Natural-language object grounding data:

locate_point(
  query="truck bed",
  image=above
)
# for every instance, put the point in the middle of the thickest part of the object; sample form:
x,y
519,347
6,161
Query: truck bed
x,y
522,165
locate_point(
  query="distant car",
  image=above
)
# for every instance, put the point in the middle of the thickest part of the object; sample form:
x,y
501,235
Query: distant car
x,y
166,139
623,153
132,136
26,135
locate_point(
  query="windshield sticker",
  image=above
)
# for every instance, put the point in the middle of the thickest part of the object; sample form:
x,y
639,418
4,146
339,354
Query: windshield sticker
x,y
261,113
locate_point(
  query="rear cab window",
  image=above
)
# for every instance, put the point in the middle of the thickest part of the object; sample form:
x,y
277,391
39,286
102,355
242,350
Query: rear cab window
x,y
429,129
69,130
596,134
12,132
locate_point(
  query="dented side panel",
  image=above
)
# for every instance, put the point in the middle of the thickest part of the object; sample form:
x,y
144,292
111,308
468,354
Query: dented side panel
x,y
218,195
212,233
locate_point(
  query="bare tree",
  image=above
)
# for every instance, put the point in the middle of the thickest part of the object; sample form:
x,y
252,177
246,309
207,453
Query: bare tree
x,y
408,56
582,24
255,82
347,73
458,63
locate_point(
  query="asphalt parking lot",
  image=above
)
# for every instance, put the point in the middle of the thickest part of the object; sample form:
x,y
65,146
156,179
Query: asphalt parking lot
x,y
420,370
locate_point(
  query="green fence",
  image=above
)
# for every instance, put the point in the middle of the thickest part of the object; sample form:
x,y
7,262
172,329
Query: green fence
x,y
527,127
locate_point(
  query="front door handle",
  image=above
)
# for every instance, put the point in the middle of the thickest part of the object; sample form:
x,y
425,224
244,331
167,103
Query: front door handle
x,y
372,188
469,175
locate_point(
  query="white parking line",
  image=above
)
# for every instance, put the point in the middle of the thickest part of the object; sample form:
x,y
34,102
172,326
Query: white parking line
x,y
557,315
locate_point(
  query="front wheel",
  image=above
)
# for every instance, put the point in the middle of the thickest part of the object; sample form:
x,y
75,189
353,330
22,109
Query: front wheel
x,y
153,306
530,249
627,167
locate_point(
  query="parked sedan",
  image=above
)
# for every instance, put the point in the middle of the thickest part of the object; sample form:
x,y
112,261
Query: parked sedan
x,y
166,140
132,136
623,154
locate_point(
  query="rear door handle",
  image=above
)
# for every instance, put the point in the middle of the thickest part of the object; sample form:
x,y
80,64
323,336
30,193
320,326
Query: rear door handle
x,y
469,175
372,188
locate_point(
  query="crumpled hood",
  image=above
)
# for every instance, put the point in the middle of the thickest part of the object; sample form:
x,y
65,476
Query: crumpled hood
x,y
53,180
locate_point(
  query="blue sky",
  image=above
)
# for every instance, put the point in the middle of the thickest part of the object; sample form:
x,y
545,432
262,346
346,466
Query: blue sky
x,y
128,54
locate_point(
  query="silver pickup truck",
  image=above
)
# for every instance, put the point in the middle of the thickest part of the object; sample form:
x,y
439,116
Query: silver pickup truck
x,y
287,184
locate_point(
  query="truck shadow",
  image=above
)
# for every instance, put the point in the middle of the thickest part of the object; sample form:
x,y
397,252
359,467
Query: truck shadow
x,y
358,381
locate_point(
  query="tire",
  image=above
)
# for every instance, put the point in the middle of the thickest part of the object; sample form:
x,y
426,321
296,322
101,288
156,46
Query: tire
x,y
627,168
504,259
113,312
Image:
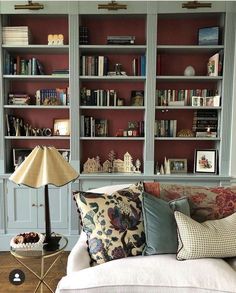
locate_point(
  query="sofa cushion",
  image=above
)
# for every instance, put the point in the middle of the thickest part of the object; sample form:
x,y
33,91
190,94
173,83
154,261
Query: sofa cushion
x,y
159,223
213,238
206,203
153,274
113,223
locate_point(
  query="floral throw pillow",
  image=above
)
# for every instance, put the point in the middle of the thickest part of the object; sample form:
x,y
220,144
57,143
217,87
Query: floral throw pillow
x,y
113,223
206,203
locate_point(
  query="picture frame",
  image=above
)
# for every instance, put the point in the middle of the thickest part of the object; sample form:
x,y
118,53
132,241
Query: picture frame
x,y
61,127
137,98
208,35
205,161
198,101
65,154
178,166
19,155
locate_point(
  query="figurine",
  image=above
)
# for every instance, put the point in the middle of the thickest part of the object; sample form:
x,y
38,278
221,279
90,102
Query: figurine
x,y
17,126
138,165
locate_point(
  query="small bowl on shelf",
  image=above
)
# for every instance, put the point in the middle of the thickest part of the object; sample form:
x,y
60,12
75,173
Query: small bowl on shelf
x,y
28,241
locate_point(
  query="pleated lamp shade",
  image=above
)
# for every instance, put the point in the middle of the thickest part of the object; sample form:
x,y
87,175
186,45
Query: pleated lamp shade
x,y
44,165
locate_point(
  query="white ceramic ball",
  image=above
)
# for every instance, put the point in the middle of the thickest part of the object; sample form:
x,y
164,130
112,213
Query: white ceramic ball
x,y
189,71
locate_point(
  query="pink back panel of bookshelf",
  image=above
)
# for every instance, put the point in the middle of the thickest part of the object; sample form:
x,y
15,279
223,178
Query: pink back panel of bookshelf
x,y
30,144
49,62
90,149
123,89
184,118
175,64
46,25
30,88
34,116
180,150
182,31
116,119
114,26
186,85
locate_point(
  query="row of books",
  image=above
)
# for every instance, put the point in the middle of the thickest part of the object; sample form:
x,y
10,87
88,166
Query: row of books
x,y
205,123
16,35
215,64
120,40
14,125
165,128
94,65
181,97
18,99
98,97
19,66
90,127
139,66
55,96
83,35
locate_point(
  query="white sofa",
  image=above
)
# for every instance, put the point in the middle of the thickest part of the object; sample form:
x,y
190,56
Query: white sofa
x,y
156,273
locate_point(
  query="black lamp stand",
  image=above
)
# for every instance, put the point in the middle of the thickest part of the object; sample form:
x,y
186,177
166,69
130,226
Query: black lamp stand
x,y
51,242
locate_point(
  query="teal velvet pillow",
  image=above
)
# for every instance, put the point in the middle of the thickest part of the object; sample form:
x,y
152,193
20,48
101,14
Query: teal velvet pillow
x,y
160,225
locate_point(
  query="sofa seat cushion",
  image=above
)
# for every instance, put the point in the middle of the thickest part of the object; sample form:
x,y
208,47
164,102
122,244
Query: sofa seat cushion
x,y
113,223
155,273
213,238
206,203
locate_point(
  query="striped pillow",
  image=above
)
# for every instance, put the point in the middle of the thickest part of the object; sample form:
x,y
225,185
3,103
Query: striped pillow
x,y
213,238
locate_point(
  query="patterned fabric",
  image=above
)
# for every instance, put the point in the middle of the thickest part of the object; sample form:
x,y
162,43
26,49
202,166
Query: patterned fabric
x,y
214,238
160,224
113,223
206,203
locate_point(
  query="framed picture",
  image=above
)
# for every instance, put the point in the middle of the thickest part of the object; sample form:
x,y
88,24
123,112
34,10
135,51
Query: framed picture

_GOAL OF THE EXERCISE_
Note every line of the entries in which "framed" appears, and copy it down.

_YOUR SOLUTION_
  query="framed picture",
Query: framed picture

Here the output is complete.